▶ _What is being asked_
Transcribe exactly each line of the entries, from the opening line to the line with "positive clicks: (331, 166) (423, 168)", with both of those lines included.

▶ _Data provided_
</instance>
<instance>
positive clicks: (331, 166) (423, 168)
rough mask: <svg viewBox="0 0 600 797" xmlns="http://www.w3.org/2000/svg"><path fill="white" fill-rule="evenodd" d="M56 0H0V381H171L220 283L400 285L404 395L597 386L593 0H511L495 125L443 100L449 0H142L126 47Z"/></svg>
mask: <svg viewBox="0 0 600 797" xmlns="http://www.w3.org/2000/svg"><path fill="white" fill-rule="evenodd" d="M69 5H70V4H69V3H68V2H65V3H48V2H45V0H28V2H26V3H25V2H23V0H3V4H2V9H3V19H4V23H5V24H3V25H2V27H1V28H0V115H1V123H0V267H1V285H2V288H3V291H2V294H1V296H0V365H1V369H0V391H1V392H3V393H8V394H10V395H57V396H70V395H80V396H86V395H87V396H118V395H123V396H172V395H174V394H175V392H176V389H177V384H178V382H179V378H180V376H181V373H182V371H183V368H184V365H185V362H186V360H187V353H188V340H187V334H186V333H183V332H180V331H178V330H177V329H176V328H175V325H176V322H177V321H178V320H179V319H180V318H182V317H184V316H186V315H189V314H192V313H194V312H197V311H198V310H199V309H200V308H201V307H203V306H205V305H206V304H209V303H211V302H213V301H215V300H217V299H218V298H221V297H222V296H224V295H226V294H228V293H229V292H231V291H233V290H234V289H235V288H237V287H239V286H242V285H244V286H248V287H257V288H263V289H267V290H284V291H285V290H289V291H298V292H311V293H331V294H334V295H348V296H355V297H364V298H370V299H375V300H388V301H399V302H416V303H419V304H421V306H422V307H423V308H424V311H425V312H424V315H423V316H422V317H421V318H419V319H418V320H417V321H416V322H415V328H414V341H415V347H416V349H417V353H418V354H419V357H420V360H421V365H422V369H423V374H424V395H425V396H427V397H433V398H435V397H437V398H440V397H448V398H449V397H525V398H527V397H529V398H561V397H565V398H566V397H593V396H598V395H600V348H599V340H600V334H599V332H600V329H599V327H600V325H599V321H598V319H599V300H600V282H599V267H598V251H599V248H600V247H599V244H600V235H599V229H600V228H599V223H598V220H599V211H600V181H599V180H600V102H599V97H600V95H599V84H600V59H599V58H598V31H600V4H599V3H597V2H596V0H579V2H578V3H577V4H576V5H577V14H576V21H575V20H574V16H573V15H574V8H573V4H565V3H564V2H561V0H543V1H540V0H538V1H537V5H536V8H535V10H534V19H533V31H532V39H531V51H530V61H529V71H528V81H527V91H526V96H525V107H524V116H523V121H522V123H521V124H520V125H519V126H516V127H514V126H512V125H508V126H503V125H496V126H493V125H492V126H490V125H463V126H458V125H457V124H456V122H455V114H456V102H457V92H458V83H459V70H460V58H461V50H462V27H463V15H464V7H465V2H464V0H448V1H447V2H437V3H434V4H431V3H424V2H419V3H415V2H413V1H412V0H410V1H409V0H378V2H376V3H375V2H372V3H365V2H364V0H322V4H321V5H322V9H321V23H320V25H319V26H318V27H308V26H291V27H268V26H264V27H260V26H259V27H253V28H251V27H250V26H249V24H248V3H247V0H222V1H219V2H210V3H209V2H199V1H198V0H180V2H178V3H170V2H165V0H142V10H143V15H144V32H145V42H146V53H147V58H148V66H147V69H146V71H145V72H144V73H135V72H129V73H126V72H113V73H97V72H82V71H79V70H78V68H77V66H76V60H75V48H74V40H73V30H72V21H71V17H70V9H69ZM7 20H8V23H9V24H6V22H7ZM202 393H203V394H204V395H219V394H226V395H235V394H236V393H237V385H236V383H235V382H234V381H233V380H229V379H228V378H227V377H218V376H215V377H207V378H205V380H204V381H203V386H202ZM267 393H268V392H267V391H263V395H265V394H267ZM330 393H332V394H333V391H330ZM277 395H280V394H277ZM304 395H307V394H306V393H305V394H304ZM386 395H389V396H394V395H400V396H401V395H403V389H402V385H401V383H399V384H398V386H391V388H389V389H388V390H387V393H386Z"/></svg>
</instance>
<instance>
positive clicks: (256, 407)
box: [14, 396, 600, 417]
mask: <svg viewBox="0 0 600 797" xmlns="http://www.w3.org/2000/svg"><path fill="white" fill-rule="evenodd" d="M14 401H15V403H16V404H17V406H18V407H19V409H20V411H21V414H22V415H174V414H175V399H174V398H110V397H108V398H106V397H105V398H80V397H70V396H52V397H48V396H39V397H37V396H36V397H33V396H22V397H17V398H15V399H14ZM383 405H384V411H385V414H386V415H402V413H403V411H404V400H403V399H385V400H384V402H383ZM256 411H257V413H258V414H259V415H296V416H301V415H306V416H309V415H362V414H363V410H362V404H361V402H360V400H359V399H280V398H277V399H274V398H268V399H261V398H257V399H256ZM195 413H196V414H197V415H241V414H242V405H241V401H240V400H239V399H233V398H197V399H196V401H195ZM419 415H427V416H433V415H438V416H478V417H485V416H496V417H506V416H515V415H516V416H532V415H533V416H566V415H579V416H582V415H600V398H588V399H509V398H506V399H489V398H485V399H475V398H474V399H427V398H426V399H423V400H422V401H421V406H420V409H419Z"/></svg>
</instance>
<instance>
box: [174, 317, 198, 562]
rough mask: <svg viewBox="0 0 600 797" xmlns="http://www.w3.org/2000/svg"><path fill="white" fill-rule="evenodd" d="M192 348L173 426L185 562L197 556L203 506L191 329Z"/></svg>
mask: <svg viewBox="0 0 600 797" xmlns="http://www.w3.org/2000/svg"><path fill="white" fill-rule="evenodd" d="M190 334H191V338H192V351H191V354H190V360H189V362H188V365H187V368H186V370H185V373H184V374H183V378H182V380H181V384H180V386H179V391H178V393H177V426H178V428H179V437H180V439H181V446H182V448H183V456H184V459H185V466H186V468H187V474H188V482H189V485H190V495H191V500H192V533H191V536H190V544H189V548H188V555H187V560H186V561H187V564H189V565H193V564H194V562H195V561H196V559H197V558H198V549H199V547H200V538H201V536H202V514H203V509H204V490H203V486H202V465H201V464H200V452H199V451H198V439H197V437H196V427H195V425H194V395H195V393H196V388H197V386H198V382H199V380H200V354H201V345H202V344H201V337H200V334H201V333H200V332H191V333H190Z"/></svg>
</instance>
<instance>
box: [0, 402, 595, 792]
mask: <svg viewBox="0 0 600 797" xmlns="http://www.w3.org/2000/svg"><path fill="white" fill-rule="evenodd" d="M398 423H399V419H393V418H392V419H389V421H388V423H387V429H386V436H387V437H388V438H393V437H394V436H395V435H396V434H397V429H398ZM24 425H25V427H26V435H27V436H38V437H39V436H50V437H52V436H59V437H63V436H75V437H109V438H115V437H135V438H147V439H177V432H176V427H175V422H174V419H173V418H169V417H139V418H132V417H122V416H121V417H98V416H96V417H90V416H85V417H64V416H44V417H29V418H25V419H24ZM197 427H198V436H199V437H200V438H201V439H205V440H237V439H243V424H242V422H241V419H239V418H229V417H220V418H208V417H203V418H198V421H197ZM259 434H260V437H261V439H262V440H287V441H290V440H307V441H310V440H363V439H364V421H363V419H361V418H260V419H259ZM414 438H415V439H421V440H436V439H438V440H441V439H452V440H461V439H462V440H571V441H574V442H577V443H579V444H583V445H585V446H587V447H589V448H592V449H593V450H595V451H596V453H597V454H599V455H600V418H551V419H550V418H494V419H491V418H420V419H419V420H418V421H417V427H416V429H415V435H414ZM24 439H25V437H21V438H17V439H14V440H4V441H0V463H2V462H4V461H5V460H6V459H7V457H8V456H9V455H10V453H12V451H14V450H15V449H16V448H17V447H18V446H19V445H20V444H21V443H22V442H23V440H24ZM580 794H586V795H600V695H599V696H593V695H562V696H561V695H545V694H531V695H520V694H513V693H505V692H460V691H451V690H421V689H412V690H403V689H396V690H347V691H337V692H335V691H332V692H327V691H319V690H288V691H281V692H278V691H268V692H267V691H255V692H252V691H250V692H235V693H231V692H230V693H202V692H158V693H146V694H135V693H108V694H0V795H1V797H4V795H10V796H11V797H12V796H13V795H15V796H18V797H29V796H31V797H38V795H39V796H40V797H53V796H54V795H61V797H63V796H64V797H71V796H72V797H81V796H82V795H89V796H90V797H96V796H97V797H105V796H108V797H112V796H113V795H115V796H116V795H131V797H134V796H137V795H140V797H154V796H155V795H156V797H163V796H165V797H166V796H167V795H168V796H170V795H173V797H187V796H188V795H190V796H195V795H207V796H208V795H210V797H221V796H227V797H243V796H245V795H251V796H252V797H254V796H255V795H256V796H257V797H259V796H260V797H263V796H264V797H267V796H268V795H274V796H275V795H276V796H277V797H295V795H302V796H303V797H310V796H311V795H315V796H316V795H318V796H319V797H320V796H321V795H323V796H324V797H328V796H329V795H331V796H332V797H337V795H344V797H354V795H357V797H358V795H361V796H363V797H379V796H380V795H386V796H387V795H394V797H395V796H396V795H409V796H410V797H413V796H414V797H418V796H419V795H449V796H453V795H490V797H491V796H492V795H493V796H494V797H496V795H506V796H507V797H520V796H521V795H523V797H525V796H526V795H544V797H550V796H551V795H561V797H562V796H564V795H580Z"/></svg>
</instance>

▶ _Result for this exercise_
</instance>
<instance>
positive clicks: (331, 166) (423, 168)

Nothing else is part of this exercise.